Minister for Employment and Workplace Relations
- Incumbent
- Assumed office 13 May 2025
- Prime Minister: Anthony Albanese
- Preceded by: Murray Watt

Minister for the National Disability Insurance Scheme
- In office 20 January 2025 – 13 May 2025
- Prime Minister: Anthony Albanese
- Preceded by: Bill Shorten
- Succeeded by: Mark Butler

Minister for Social Services
- In office 1 June 2022 – 13 May 2025
- Prime Minister: Anthony Albanese
- Preceded by: Anne Ruston
- Succeeded by: Tanya Plibersek

Member of the Australian Parliament for Kingston
- Incumbent
- Assumed office 24 November 2007
- Preceded by: Kym Richardson

Personal details
- Born: 10 July 1978 (age 47) Bedford Park, South Australia, Australia
- Party: Labor
- Spouse: Timothy Walker
- Children: 2
- Alma mater: Flinders University, University of Adelaide
- Occupation: Psychologist
- Website: rishworth.com.au

= Amanda Rishworth =

Australian politician (born 1978)

Amanda Louise Rishworth (born 10 July 1978) is an Australian politician who has served as the Minister for Employment and Workplace Relations since 2025. A member of the Labor Party, she has been the member of Parliament (MP) for the South Australian division of Kingston since 2007. She was previously the Minister for Social Services from 2022 to 2025, as well as the Minister for the National Disability Insurance Scheme in 2025.

==Early years==
Rishworth was born on 10 July 1978, at Flinders Medical Centre in Bedford Park, South Australia. She is one of three children born to Judith and Leslie Rishworth.

Task requirements: Please extract the full Amanda Rishworth text above, reproducing every line unchanged.

Material supplied:
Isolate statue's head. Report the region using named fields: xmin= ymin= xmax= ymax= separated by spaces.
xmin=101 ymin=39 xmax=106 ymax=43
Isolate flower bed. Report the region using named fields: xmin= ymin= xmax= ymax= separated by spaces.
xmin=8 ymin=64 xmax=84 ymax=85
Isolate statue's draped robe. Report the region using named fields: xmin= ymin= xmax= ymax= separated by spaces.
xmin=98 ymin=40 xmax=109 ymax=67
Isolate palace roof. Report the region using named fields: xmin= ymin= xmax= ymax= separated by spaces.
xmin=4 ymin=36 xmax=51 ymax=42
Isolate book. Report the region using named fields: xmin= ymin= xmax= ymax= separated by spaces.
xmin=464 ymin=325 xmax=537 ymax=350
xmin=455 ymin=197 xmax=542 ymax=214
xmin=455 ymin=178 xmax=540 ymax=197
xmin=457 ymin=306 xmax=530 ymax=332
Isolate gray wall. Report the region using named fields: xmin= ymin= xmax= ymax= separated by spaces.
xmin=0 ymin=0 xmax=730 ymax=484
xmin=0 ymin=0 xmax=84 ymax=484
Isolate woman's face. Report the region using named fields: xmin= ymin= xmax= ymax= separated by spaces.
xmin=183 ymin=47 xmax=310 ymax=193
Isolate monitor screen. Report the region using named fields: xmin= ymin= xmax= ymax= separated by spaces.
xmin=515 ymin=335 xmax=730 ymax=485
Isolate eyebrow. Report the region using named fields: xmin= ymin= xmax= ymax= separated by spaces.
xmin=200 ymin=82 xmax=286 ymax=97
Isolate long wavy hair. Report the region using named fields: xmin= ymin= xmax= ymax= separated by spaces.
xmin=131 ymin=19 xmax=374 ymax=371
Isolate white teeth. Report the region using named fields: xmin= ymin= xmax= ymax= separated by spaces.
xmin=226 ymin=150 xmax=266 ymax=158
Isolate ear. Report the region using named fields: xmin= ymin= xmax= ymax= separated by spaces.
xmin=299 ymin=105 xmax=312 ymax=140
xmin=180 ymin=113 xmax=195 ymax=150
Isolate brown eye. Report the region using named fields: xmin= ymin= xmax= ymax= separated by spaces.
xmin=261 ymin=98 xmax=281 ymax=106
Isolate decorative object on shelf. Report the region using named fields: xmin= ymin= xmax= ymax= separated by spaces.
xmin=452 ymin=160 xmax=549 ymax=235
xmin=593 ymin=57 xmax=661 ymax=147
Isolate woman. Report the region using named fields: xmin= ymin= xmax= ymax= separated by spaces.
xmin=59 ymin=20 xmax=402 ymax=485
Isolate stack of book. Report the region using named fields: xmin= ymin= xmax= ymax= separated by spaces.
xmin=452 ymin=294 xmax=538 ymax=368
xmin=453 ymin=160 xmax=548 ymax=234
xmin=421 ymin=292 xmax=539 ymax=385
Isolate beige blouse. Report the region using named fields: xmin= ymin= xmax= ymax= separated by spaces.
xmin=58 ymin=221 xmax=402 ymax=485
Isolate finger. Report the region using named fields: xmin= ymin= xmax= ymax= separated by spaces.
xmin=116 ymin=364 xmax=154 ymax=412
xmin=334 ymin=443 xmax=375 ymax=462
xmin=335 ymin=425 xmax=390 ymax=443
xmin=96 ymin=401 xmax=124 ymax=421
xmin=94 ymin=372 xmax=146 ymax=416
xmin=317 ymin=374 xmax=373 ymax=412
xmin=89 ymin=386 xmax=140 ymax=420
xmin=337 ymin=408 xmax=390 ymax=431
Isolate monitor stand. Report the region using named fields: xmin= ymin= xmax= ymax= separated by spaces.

Task response:
Minister for Employment and Workplace Relations
- Incumbent
- Assumed office 13 May 2025
- Prime Minister: Anthony Albanese
- Preceded by: Murray Watt

Minister for the National Disability Insurance Scheme
- In office 20 January 2025 – 13 May 2025
- Prime Minister: Anthony Albanese
- Preceded by: Bill Shorten
- Succeeded by: Mark Butler

Minister for Social Services
- In office 1 June 2022 – 13 May 2025
- Prime Minister: Anthony Albanese
- Preceded by: Anne Ruston
- Succeeded by: Tanya Plibersek

Member of the Australian Parliament for Kingston
- Incumbent
- Assumed office 24 November 2007
- Preceded by: Kym Richardson

Personal details
- Born: 10 July 1978 (age 47) Bedford Park, South Australia, Australia
- Party: Labor
- Spouse: Timothy Walker
- Children: 2
- Alma mater: Flinders University, University of Adelaide
- Occupation: Psychologist
- Website: rishworth.com.au

= Amanda Rishworth =

Australian politician (born 1978)

Amanda Louise Rishworth (born 10 July 1978) is an Australian politician who has served as the Minister for Employment and Workplace Relations since 2025. A member of the Labor Party, she has been the member of Parliament (MP) for the South Australian division of Kingston since 2007. She was previously the Minister for Social Services from 2022 to 2025, as well as the Minister for the National Disability Insurance Scheme in 2025.

==Early years==
Rishworth was born on 10 July 1978, at Flinders Medical Centre in Bedford Park, South Australia. She is one of three children born to Judith and Leslie Rishworth.